### EXERCISE DETAILS
Swap every "grass lawn" in the records for "turf patch" and reproduce the lines with nothing else changed. Leave the pictures out of your answer.
-- START --
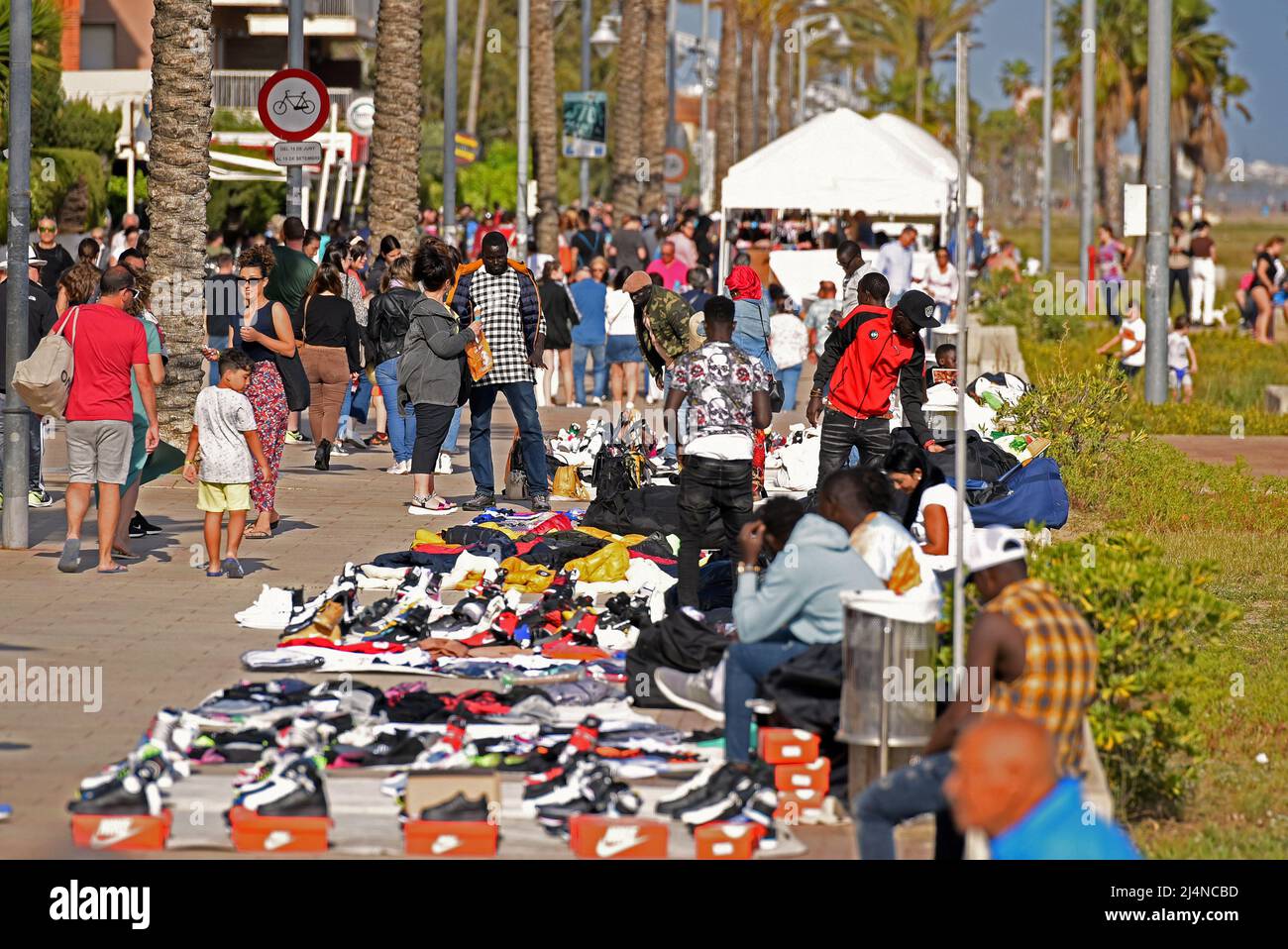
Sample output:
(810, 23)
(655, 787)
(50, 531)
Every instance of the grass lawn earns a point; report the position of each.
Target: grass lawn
(1236, 807)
-- END --
### EXERCISE SOLUTION
Sample output:
(810, 23)
(655, 787)
(50, 531)
Every instance of the turf patch earns a point; report the position of each.
Target: turf patch
(1236, 807)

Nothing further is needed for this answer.